- _Directions for this task_: Reproduce each line of the records below verbatim, omitting the pictures from your output.

- _Data in this exercise_:
※ ※ ※
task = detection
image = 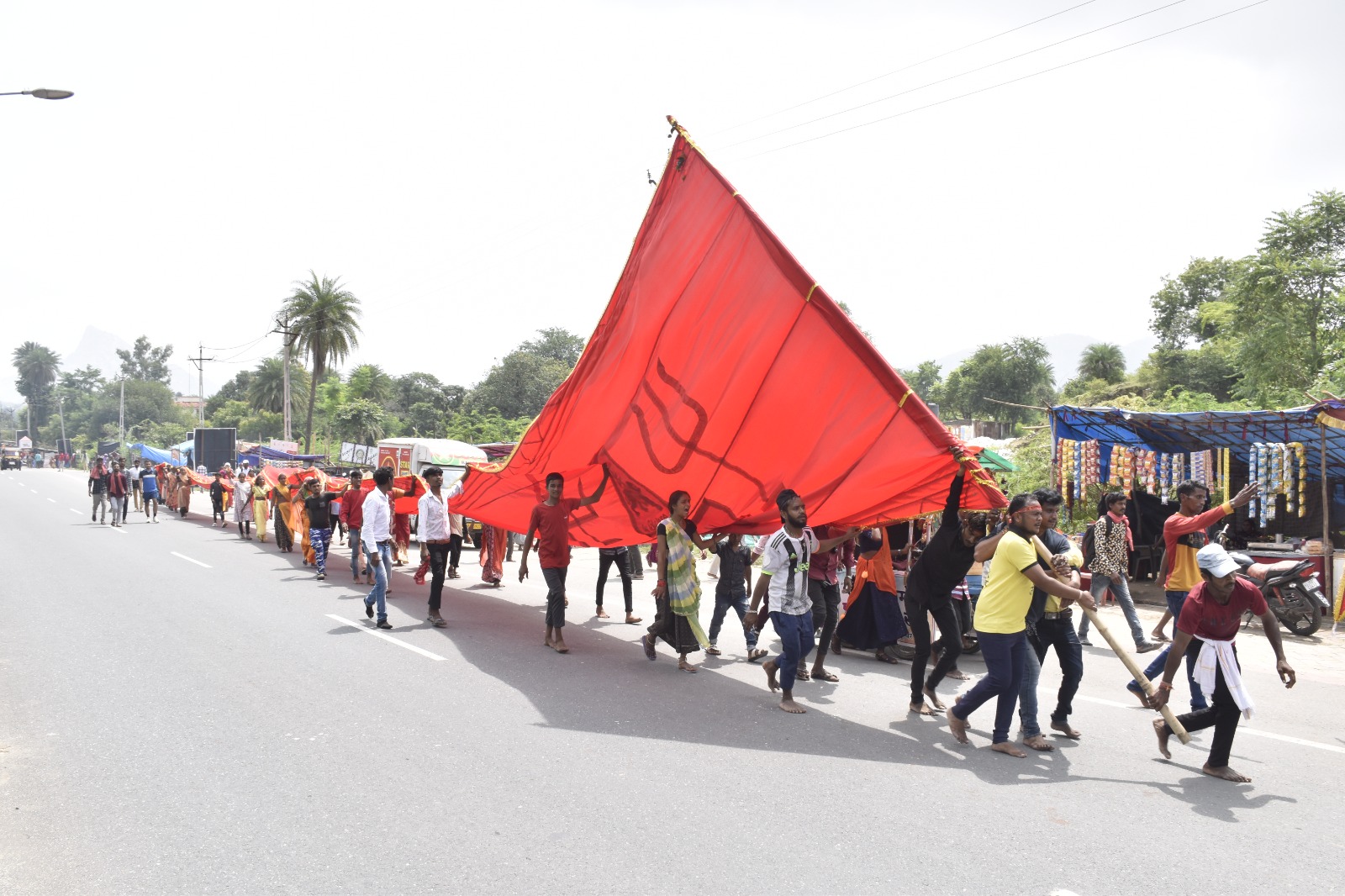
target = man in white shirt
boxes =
[359,466,393,628]
[417,466,462,628]
[742,488,858,713]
※ ※ ※
- _Completed exercise_:
task = detection
image = 
target = man in white shirt
boxes =
[359,466,393,628]
[417,466,462,628]
[742,488,858,713]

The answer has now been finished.